[Natural language region descriptions]
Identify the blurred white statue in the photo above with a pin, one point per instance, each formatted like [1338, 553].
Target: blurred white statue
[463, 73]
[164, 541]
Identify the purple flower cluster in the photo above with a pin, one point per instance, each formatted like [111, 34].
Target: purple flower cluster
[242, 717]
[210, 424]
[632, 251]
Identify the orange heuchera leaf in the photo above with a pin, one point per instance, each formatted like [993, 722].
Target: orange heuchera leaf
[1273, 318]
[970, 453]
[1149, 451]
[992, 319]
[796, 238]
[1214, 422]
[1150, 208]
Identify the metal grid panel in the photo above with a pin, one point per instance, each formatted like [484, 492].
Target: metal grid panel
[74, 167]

[What is expected]
Please retype, without any change, the line containing "Identify the orange" and every line after it to the end of the entries above, and only those.

[Response to the task]
Identify the orange heuchera leaf in the photo above with a pin, one point per instance, each formatted like [993, 722].
Target: orange heuchera leaf
[1273, 318]
[970, 453]
[1149, 451]
[992, 319]
[796, 238]
[1214, 422]
[1150, 208]
Identify the metal grid panel in the photo above with a pin, one point per instance, each formatted like [484, 492].
Target: metal grid panel
[74, 167]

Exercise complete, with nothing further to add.